## Brief:
State the number of lines in the entries below where the string "barrel" occurs, and omit everything else.

## Input records:

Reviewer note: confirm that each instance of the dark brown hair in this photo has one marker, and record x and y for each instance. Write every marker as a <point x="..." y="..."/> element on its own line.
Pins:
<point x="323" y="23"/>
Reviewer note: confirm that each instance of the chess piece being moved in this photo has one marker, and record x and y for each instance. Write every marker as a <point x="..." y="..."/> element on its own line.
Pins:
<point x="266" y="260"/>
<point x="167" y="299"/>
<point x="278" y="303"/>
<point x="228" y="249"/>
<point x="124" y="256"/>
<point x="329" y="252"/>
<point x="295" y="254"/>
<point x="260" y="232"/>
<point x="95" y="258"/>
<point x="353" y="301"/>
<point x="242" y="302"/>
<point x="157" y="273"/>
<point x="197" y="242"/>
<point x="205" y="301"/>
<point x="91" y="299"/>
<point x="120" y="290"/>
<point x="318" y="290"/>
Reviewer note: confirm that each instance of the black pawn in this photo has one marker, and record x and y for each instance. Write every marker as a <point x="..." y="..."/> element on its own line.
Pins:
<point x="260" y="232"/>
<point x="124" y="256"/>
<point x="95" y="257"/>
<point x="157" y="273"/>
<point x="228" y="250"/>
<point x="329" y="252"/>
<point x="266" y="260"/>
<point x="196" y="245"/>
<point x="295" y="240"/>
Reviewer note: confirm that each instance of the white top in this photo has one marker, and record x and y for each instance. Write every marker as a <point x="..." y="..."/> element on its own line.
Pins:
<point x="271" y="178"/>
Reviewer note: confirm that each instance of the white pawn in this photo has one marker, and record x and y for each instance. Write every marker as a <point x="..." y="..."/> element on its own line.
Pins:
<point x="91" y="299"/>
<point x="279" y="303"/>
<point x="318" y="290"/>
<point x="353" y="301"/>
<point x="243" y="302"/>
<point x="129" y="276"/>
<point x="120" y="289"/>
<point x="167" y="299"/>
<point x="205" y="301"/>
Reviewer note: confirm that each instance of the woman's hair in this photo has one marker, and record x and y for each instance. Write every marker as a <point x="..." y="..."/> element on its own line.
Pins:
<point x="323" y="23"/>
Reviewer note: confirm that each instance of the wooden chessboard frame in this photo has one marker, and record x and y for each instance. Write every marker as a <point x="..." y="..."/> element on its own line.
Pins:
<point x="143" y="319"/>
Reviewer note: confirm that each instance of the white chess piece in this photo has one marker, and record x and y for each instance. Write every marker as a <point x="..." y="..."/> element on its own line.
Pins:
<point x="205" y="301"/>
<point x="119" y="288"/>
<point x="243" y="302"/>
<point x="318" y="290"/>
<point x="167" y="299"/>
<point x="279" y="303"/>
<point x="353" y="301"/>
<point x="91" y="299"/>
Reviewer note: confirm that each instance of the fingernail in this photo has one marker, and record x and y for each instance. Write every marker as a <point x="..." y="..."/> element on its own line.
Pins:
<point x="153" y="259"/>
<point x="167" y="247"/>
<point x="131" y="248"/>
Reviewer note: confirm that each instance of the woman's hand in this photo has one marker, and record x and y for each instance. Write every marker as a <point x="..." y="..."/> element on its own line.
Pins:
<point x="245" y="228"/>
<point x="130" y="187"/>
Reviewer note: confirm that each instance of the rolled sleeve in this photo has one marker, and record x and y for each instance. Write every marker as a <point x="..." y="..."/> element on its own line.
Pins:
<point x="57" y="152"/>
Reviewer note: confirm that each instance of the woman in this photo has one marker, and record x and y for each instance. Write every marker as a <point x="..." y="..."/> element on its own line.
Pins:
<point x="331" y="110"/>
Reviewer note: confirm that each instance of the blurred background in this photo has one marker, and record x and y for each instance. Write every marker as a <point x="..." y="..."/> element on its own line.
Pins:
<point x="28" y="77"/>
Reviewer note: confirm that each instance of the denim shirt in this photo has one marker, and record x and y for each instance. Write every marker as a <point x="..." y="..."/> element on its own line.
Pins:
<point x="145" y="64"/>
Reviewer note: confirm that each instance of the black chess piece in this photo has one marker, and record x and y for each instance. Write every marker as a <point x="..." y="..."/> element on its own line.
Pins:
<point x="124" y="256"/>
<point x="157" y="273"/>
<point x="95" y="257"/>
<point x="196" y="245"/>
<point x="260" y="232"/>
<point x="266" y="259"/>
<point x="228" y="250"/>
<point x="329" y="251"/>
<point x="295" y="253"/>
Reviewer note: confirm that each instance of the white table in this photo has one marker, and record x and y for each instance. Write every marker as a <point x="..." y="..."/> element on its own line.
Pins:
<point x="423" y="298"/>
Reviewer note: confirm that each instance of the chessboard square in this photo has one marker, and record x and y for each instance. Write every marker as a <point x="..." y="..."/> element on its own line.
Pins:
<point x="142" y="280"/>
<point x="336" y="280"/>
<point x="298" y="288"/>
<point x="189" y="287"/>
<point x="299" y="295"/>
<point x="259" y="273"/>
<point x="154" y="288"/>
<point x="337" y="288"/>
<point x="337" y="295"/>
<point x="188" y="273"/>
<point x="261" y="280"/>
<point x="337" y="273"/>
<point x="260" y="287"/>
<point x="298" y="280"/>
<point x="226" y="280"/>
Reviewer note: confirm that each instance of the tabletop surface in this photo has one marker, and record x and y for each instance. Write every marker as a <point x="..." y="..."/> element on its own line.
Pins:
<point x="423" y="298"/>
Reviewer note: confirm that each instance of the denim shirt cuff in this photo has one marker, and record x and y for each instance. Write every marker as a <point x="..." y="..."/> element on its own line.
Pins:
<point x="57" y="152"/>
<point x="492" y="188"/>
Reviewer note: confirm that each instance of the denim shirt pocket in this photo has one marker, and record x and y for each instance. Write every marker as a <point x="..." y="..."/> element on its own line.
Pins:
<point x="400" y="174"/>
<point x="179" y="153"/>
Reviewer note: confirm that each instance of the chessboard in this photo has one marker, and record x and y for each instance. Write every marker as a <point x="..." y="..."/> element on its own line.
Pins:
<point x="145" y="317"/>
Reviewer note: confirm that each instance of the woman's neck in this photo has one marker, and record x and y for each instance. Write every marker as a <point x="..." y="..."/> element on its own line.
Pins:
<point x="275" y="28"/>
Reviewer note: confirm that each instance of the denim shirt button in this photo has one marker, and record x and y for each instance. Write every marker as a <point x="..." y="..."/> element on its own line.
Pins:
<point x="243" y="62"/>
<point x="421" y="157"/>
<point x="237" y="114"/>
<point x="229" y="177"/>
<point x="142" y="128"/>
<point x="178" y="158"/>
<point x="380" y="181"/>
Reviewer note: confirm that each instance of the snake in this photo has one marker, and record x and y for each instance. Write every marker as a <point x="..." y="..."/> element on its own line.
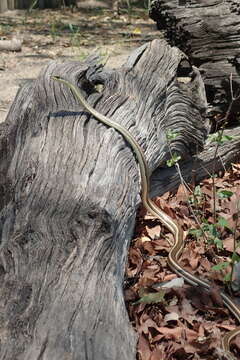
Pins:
<point x="178" y="246"/>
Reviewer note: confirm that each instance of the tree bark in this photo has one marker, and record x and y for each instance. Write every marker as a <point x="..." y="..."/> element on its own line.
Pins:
<point x="3" y="6"/>
<point x="70" y="190"/>
<point x="208" y="32"/>
<point x="199" y="167"/>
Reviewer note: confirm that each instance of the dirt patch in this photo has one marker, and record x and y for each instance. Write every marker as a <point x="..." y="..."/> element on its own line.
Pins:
<point x="62" y="35"/>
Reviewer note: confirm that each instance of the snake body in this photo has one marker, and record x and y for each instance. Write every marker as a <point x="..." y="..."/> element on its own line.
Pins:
<point x="177" y="248"/>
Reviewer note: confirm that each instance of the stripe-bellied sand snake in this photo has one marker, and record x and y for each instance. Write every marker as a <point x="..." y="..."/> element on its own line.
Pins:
<point x="176" y="250"/>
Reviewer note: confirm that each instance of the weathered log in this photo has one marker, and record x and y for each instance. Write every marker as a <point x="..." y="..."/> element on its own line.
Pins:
<point x="70" y="190"/>
<point x="11" y="45"/>
<point x="200" y="166"/>
<point x="208" y="32"/>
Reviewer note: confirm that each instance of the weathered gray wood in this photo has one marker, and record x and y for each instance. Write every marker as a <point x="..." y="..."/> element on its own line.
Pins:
<point x="72" y="189"/>
<point x="199" y="167"/>
<point x="208" y="32"/>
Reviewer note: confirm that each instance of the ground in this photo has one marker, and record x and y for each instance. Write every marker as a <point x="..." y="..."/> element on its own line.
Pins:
<point x="62" y="35"/>
<point x="178" y="324"/>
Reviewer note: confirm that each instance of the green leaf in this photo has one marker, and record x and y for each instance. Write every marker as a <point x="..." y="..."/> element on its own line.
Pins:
<point x="172" y="134"/>
<point x="221" y="266"/>
<point x="227" y="277"/>
<point x="152" y="298"/>
<point x="224" y="194"/>
<point x="218" y="242"/>
<point x="197" y="233"/>
<point x="235" y="257"/>
<point x="174" y="159"/>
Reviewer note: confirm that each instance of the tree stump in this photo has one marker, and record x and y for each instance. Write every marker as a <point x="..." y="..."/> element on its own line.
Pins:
<point x="208" y="32"/>
<point x="70" y="188"/>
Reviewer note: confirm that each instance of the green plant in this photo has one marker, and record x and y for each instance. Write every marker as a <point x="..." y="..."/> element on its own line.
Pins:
<point x="75" y="35"/>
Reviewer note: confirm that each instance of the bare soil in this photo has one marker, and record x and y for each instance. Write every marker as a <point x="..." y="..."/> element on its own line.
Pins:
<point x="61" y="35"/>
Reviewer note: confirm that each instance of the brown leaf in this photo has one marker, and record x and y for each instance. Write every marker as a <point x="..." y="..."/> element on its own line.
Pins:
<point x="158" y="354"/>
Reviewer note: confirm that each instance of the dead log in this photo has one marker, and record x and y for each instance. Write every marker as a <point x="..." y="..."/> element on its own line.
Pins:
<point x="208" y="32"/>
<point x="11" y="45"/>
<point x="200" y="166"/>
<point x="70" y="189"/>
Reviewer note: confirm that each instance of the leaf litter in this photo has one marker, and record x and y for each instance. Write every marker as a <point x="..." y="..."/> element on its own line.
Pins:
<point x="176" y="320"/>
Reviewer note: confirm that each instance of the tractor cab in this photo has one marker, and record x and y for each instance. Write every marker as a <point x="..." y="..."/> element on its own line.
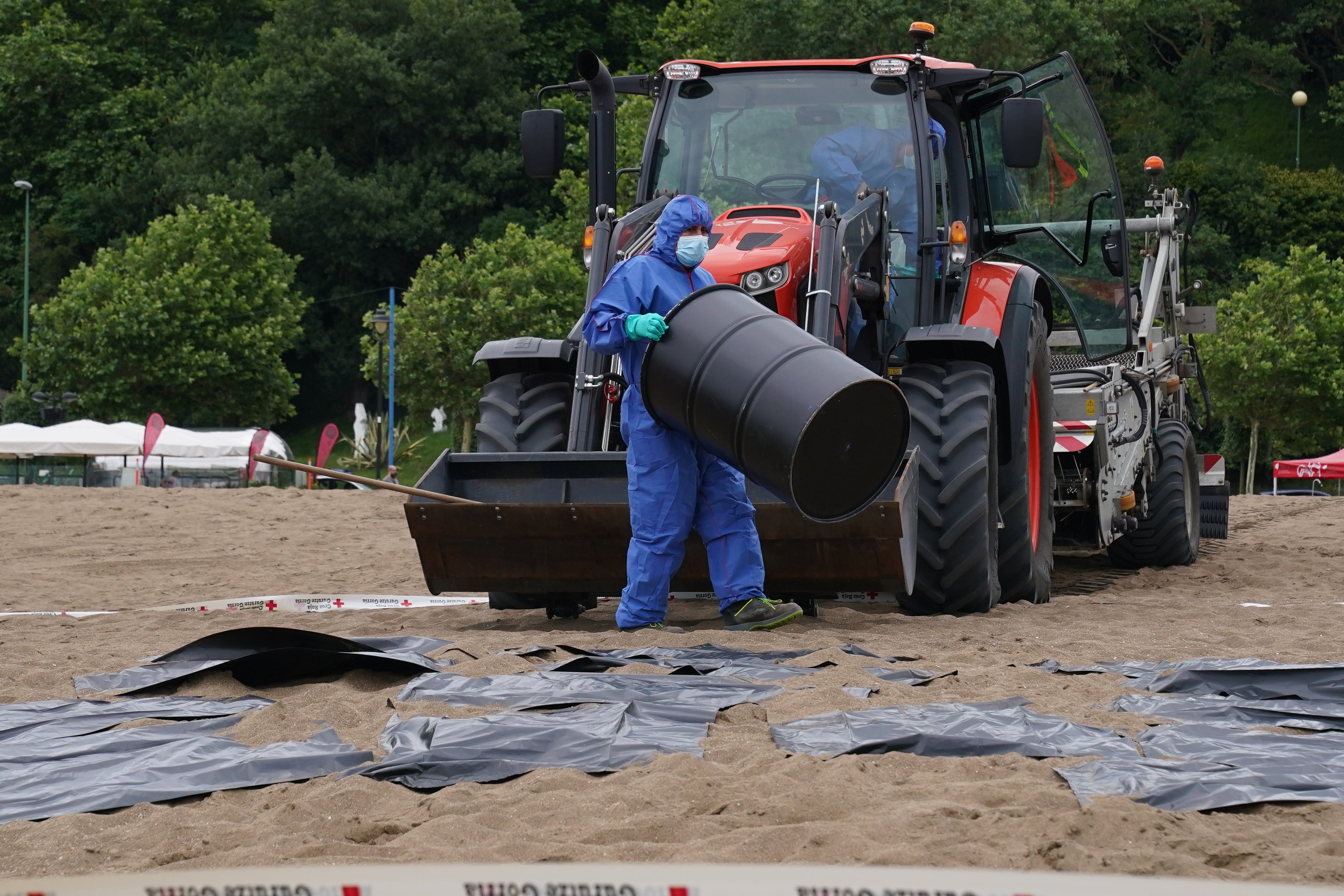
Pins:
<point x="932" y="221"/>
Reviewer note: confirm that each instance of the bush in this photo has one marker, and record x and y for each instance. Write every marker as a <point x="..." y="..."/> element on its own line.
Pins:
<point x="19" y="407"/>
<point x="1277" y="362"/>
<point x="189" y="320"/>
<point x="517" y="285"/>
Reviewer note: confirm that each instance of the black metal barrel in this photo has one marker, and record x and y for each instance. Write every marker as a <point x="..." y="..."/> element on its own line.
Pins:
<point x="796" y="416"/>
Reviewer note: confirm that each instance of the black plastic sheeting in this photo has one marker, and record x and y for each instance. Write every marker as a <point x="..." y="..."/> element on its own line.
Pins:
<point x="705" y="660"/>
<point x="534" y="690"/>
<point x="1237" y="713"/>
<point x="128" y="766"/>
<point x="913" y="677"/>
<point x="49" y="719"/>
<point x="263" y="656"/>
<point x="1249" y="677"/>
<point x="949" y="730"/>
<point x="436" y="753"/>
<point x="1214" y="768"/>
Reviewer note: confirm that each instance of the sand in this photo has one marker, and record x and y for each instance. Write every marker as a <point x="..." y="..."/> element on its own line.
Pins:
<point x="745" y="801"/>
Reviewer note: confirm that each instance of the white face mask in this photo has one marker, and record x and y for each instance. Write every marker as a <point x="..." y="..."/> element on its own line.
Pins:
<point x="690" y="250"/>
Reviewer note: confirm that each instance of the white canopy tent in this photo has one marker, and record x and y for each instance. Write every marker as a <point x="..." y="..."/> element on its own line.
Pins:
<point x="211" y="454"/>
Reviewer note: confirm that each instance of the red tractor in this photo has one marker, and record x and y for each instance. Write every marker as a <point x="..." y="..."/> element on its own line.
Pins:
<point x="932" y="220"/>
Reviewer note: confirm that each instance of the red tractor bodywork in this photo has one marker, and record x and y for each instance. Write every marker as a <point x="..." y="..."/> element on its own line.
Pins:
<point x="760" y="240"/>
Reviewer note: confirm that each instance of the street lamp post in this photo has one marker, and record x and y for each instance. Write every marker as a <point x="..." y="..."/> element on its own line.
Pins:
<point x="392" y="378"/>
<point x="381" y="323"/>
<point x="1299" y="100"/>
<point x="27" y="197"/>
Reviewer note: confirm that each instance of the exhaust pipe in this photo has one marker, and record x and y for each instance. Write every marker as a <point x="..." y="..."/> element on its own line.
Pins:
<point x="601" y="132"/>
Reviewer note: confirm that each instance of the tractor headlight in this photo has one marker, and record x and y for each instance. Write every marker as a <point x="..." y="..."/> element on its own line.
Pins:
<point x="760" y="281"/>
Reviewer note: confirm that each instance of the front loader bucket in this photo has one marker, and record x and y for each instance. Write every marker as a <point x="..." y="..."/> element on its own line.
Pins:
<point x="558" y="523"/>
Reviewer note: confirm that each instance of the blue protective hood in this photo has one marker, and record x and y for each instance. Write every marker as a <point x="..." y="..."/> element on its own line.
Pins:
<point x="679" y="214"/>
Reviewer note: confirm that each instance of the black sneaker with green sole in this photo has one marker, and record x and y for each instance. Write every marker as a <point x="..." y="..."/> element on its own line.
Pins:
<point x="656" y="627"/>
<point x="760" y="613"/>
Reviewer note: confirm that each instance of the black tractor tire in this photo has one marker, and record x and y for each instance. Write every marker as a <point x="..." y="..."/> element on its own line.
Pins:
<point x="498" y="428"/>
<point x="526" y="413"/>
<point x="545" y="413"/>
<point x="1168" y="536"/>
<point x="953" y="424"/>
<point x="558" y="605"/>
<point x="1213" y="511"/>
<point x="1026" y="554"/>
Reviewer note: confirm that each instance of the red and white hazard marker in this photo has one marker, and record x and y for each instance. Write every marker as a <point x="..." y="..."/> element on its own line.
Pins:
<point x="1074" y="436"/>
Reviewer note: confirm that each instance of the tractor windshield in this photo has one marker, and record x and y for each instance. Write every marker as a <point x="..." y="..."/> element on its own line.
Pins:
<point x="769" y="138"/>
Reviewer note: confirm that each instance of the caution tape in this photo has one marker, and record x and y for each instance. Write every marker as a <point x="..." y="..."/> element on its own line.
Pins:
<point x="846" y="597"/>
<point x="564" y="879"/>
<point x="324" y="604"/>
<point x="281" y="604"/>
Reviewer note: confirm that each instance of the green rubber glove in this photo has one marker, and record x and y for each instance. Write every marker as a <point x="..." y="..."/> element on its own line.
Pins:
<point x="651" y="327"/>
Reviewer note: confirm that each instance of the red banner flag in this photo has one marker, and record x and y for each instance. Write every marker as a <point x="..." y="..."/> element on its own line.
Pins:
<point x="258" y="444"/>
<point x="327" y="443"/>
<point x="154" y="429"/>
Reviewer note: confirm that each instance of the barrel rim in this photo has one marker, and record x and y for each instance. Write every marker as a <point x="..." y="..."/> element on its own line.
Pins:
<point x="648" y="352"/>
<point x="892" y="475"/>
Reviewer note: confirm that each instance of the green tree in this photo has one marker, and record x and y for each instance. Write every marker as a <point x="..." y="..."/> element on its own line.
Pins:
<point x="1277" y="362"/>
<point x="517" y="285"/>
<point x="189" y="320"/>
<point x="84" y="89"/>
<point x="372" y="132"/>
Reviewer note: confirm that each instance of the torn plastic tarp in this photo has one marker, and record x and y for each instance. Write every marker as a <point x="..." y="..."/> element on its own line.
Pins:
<point x="706" y="660"/>
<point x="49" y="719"/>
<point x="1216" y="768"/>
<point x="128" y="766"/>
<point x="744" y="671"/>
<point x="1237" y="713"/>
<point x="1132" y="668"/>
<point x="913" y="677"/>
<point x="1194" y="786"/>
<point x="1246" y="677"/>
<point x="435" y="753"/>
<point x="534" y="690"/>
<point x="1245" y="749"/>
<point x="949" y="730"/>
<point x="717" y="653"/>
<point x="261" y="656"/>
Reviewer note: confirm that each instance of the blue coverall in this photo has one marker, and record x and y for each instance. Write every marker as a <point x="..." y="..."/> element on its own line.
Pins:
<point x="867" y="155"/>
<point x="674" y="484"/>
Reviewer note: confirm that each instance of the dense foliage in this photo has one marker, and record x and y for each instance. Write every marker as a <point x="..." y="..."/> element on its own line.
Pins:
<point x="189" y="320"/>
<point x="496" y="289"/>
<point x="1277" y="363"/>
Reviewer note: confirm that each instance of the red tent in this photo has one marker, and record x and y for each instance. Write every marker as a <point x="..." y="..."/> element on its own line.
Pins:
<point x="1318" y="468"/>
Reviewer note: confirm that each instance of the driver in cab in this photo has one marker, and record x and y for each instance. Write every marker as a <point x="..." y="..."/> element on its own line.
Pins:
<point x="881" y="159"/>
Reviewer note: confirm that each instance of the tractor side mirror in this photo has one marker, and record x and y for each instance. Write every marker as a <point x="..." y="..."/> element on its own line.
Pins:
<point x="1023" y="131"/>
<point x="544" y="143"/>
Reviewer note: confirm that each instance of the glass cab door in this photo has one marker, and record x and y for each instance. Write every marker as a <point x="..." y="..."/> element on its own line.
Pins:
<point x="1065" y="217"/>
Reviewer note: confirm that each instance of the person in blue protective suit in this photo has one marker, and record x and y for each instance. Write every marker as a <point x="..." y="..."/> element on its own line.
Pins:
<point x="883" y="159"/>
<point x="675" y="484"/>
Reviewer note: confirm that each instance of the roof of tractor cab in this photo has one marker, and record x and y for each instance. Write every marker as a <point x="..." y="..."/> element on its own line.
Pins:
<point x="932" y="62"/>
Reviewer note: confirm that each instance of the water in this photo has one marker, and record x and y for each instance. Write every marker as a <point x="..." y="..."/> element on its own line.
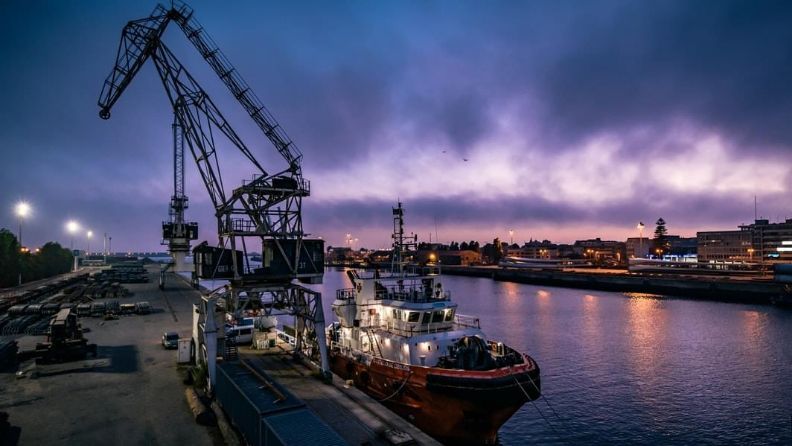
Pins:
<point x="626" y="368"/>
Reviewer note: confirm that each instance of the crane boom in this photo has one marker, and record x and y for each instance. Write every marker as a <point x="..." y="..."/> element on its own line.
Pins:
<point x="139" y="38"/>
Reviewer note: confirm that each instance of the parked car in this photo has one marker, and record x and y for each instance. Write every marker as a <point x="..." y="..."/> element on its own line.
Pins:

## The completed task:
2